__What the task requires__: Write out the lines below word for word, beginning with the line that contains "For every instance of the flagpole" and continuing through the last line.

__Records for this task__:
§
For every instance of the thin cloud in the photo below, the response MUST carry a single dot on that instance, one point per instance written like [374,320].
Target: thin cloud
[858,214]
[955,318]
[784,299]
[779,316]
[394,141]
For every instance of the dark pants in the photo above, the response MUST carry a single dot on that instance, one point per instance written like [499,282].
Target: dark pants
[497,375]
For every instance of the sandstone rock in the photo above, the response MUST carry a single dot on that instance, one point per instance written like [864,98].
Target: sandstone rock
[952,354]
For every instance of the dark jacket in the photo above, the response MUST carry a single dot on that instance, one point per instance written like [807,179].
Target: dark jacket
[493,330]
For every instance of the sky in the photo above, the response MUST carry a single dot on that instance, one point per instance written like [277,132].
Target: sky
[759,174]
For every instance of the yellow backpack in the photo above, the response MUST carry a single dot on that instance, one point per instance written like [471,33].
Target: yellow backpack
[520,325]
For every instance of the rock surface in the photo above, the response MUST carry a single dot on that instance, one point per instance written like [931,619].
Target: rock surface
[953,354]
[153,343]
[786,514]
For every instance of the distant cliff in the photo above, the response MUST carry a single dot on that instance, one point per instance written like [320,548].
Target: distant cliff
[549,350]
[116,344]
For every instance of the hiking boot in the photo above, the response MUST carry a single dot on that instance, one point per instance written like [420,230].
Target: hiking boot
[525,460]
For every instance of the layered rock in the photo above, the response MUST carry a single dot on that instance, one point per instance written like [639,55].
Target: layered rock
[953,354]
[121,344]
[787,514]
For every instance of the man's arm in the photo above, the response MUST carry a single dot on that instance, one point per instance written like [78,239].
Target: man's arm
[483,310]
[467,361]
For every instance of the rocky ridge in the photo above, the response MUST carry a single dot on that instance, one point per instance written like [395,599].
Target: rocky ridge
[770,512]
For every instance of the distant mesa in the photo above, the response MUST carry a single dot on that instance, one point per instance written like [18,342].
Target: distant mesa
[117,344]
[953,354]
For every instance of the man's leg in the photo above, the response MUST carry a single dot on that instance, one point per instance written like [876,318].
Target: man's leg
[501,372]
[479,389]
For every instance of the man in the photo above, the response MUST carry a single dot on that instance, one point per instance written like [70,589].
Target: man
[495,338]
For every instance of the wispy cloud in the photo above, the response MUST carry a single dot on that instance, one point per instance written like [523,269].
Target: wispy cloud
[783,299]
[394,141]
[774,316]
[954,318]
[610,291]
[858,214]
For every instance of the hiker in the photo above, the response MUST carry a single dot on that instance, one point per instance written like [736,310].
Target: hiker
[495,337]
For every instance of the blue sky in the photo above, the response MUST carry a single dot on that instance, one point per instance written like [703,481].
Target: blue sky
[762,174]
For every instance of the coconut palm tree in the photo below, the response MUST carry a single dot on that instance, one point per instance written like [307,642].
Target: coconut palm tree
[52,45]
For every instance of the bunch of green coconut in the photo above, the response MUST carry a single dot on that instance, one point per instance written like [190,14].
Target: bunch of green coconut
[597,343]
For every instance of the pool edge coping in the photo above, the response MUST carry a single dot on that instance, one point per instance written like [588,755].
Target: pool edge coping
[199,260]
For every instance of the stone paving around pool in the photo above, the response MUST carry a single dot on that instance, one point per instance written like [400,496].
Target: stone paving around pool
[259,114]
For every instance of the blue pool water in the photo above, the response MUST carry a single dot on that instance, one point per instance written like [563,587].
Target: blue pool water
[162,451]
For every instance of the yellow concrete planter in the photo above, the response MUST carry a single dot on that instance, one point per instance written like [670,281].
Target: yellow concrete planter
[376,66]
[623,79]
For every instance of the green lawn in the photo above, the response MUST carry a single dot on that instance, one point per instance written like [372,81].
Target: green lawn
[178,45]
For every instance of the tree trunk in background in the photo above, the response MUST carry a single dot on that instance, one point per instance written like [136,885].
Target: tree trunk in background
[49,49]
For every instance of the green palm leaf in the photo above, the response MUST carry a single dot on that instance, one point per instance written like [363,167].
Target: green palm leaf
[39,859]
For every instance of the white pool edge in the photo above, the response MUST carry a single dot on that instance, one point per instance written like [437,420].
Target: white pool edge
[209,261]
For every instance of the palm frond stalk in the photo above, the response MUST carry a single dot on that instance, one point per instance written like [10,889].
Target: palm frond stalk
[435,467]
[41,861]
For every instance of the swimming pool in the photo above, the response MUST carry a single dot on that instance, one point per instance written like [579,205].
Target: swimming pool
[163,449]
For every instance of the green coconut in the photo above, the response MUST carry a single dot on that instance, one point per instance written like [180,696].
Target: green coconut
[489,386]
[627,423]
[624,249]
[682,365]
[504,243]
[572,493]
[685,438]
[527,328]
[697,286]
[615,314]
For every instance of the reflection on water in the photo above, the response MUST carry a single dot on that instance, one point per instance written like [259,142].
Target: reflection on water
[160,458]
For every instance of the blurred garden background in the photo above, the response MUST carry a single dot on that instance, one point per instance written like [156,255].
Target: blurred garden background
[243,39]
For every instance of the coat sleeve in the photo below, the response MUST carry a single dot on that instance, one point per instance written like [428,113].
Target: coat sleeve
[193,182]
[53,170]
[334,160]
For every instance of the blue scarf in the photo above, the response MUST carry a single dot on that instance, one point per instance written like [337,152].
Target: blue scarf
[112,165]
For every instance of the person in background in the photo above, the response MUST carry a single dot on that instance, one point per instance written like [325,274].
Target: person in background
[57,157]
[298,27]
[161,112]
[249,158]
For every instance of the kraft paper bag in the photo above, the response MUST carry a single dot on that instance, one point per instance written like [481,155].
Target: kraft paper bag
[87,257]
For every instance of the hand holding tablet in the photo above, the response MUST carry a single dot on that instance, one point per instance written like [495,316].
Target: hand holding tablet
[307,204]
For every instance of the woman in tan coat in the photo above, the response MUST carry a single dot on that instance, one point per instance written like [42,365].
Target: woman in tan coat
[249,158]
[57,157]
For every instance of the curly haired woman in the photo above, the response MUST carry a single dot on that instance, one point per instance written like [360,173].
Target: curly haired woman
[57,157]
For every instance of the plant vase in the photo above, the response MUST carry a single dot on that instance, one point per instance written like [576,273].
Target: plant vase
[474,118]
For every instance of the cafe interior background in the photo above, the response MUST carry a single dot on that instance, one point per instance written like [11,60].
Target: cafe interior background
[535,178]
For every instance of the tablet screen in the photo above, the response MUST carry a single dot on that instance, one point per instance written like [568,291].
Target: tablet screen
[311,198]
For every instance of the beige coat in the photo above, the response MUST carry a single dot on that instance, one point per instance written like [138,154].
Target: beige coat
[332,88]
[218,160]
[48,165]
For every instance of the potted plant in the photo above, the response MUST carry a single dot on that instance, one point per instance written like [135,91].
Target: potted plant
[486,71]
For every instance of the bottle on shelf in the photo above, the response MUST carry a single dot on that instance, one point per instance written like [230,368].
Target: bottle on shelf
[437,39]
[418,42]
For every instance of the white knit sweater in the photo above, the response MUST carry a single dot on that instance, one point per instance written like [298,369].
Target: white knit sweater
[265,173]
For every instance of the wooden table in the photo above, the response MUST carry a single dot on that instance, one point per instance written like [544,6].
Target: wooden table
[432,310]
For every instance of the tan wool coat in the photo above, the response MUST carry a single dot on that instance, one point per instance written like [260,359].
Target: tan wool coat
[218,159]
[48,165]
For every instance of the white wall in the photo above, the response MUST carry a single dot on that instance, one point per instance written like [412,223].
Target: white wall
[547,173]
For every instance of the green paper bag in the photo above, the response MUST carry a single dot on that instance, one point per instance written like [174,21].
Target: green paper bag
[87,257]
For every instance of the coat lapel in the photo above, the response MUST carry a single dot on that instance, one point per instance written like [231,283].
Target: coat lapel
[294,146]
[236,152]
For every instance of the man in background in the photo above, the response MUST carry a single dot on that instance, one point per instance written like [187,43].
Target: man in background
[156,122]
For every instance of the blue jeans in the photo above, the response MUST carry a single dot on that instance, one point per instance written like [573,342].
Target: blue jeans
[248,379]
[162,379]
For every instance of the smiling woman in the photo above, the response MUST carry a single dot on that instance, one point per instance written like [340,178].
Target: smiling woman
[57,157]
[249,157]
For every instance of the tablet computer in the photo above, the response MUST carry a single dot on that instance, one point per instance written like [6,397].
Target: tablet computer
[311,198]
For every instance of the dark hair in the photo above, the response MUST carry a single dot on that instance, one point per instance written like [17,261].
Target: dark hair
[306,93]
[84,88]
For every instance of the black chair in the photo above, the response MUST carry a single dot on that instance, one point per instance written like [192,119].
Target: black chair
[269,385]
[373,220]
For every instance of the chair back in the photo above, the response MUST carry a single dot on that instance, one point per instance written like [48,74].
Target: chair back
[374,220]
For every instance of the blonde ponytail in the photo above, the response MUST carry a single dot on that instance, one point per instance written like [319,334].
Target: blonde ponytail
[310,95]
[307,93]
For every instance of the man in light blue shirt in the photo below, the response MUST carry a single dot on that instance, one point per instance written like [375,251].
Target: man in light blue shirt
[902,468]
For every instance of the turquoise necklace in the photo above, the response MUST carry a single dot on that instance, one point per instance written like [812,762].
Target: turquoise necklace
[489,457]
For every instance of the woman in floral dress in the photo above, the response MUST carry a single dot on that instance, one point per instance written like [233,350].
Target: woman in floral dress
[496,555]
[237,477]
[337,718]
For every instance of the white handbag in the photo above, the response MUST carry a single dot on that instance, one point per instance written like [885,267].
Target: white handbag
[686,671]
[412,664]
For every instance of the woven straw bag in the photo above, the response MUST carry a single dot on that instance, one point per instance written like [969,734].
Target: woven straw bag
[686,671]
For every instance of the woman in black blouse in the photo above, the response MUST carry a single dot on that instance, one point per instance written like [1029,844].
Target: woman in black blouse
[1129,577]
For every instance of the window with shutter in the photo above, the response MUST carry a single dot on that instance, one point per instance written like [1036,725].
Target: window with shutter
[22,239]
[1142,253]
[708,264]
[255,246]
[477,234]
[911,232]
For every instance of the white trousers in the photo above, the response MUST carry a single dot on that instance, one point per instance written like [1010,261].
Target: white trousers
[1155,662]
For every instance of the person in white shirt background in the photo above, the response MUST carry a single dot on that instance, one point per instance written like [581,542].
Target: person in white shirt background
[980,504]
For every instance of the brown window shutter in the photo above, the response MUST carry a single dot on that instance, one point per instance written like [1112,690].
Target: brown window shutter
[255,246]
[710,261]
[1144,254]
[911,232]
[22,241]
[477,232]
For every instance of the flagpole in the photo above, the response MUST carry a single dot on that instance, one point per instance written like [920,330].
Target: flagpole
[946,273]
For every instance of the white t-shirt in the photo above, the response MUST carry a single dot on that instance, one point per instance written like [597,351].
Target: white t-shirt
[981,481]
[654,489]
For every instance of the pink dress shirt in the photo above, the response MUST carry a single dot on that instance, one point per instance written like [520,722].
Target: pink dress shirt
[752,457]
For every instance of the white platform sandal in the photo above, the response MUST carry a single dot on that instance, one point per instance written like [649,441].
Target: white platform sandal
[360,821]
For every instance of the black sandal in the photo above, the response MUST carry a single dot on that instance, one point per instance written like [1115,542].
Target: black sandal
§
__Exercise answer__:
For every instance of the flagpole in the photo above, the response MUST carry a single dot on that instance, one point per instance written like [920,330].
Target: flagpole
[946,273]
For every instance of the white t-shirt in the photo above, the response MUST carry a single dot on that instance, one point per instance written like [597,351].
Target: white t-shirt
[981,481]
[654,489]
For every instance of the pink dress shirt in the photo above, the response MUST carry a single dot on that instance, one point per instance written like [520,722].
Target: pink dress shirt
[752,457]
For every instance of the white platform sandal in the photo above, the response MUST carry a single dot on that instance, one point per instance written like [649,441].
Target: white platform sandal
[360,821]
For every instance of the black sandal in the photo above, the response MUST carry a single dot on that instance, one point per instance written like [1115,542].
Target: black sandal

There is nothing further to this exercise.